◆ Directions
Copy the records from the line that contains "Target: dirt soil" through the line that contains "[[[879,431],[843,428],[815,466],[879,472]]]", changing "dirt soil" to "bare earth" and leaving everything else as it is.

◆ Dataset records
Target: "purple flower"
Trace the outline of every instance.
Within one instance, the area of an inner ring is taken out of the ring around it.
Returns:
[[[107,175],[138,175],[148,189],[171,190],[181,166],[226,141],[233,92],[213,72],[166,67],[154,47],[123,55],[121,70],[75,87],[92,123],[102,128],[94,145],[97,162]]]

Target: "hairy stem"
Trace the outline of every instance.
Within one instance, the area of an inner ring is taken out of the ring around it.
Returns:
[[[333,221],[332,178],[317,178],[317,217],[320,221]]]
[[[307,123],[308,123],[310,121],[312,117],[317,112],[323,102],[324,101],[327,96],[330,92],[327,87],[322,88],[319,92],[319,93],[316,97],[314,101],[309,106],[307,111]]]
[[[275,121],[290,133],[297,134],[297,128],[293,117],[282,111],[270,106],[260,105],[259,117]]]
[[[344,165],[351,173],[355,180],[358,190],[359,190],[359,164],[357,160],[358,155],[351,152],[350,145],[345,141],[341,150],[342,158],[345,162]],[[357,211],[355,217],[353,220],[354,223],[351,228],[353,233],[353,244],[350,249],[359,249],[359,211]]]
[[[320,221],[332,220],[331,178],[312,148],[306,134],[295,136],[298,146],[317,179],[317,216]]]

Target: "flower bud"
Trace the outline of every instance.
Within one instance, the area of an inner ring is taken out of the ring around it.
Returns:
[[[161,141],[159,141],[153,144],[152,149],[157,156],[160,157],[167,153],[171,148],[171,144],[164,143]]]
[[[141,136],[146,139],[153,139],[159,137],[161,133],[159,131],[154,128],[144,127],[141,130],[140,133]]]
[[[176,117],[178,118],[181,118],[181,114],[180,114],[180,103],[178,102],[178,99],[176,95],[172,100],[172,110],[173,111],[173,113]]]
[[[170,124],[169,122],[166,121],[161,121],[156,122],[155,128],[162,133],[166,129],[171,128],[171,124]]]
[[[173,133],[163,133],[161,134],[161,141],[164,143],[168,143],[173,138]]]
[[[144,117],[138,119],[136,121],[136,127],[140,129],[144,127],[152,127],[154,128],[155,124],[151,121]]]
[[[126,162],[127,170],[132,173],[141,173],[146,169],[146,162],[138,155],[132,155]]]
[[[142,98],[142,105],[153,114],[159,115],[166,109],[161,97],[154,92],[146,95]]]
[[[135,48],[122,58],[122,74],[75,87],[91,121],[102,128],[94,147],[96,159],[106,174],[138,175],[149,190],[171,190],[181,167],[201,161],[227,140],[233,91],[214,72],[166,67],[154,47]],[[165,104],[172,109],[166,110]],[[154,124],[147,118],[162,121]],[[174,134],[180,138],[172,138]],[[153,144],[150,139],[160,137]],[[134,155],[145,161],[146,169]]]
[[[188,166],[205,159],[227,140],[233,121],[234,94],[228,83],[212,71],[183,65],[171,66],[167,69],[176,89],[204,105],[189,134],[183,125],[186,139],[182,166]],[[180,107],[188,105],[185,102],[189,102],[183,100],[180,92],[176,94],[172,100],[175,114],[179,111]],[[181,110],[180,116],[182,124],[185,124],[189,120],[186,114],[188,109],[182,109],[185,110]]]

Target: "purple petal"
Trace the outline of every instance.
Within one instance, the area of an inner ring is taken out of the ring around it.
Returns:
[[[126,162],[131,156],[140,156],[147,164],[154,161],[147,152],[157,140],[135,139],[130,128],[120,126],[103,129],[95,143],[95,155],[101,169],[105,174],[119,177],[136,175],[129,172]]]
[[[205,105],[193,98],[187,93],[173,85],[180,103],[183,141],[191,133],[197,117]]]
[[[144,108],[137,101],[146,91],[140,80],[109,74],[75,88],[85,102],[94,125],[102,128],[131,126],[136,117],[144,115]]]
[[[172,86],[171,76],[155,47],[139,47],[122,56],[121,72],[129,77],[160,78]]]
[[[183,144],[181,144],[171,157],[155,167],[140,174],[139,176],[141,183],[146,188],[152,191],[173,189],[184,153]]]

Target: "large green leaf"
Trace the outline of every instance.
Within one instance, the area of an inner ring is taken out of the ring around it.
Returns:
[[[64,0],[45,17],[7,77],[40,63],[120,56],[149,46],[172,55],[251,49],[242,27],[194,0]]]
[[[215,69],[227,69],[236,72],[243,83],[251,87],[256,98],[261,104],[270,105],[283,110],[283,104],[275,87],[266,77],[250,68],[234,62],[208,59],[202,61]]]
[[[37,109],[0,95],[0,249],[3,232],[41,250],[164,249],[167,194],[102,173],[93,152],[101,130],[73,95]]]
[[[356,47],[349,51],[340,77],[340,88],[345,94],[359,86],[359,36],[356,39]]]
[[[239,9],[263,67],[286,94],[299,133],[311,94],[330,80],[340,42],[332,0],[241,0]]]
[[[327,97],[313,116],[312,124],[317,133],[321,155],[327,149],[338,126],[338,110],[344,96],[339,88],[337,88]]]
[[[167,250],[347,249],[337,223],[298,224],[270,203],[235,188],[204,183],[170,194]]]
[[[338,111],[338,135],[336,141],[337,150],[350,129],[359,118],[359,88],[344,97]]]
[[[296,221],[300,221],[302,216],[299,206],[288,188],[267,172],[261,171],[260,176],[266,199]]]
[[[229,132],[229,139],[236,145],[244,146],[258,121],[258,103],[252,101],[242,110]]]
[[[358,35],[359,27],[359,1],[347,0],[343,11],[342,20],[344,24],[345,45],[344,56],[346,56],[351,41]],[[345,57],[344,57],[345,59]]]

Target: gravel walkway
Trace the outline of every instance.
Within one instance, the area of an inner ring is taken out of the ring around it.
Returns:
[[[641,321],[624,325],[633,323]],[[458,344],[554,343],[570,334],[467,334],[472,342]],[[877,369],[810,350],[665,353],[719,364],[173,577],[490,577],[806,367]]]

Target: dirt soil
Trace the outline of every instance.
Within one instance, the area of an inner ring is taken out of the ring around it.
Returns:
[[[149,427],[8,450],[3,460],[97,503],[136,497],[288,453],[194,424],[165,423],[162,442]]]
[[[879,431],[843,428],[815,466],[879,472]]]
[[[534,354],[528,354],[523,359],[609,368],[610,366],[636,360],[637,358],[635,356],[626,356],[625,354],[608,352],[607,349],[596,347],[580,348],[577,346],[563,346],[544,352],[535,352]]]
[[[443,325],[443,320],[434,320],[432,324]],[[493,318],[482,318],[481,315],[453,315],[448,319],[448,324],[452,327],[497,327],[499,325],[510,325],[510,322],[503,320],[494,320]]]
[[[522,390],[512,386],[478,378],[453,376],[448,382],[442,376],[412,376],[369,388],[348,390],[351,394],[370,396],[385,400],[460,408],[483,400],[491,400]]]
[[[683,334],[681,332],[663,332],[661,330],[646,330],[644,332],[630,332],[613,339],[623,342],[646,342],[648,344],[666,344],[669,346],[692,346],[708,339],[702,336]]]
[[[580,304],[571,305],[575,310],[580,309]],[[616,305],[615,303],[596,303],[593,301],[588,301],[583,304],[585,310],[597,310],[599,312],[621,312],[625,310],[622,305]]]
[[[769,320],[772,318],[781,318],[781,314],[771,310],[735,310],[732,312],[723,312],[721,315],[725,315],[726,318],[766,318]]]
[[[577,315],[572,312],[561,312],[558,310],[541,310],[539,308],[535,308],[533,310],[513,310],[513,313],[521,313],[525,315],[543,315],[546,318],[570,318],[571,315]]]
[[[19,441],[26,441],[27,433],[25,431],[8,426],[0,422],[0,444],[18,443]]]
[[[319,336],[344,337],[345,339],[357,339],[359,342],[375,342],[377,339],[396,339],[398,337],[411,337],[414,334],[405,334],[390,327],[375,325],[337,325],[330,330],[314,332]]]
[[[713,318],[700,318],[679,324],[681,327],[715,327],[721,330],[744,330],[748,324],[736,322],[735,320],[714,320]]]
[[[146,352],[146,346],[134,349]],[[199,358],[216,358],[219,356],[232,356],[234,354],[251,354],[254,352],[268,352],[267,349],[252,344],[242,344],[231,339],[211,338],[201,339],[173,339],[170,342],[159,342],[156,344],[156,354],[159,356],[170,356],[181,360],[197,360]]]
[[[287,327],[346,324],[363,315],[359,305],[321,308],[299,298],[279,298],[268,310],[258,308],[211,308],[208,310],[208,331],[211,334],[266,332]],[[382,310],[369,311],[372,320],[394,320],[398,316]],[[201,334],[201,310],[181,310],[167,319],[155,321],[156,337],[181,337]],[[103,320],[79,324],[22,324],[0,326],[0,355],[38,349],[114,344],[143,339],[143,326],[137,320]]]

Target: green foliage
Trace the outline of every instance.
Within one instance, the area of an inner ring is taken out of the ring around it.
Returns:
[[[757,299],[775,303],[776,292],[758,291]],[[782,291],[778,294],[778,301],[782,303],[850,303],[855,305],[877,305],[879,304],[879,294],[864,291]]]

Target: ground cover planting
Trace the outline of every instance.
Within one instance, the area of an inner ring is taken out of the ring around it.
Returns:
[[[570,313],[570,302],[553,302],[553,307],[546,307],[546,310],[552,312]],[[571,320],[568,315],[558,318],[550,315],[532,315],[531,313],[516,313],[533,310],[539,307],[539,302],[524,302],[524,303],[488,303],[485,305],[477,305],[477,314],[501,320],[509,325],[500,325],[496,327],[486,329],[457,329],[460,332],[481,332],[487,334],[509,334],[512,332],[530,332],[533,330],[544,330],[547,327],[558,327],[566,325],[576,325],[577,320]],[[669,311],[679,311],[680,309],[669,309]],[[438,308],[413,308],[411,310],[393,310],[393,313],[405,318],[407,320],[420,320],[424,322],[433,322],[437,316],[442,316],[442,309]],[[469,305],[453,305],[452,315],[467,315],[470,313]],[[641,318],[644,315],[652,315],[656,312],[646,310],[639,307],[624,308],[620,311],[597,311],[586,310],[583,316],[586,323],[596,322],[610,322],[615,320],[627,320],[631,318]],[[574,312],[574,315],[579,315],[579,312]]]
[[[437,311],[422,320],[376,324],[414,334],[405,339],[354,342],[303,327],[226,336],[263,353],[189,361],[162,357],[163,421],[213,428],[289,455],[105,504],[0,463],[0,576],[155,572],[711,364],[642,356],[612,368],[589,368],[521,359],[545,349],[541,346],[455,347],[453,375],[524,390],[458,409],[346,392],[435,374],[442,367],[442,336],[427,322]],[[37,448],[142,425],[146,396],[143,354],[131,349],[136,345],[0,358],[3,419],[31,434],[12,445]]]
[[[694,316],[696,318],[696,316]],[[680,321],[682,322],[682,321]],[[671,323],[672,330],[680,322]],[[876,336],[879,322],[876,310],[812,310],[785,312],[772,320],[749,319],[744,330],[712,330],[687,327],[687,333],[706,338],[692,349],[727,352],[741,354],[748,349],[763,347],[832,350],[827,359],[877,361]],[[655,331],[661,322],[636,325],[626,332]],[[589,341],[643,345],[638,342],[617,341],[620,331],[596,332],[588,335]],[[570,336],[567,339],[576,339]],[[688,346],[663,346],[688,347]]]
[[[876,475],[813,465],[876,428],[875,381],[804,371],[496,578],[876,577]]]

◆ Response to the exercise
Target: bare earth
Trace the outline of every instance.
Within one instance, the area of an inner ring is taken out of the ring around it.
Returns:
[[[149,427],[8,450],[3,460],[97,503],[136,497],[288,453],[194,424],[165,423],[162,442]]]
[[[879,431],[843,428],[815,466],[879,472]]]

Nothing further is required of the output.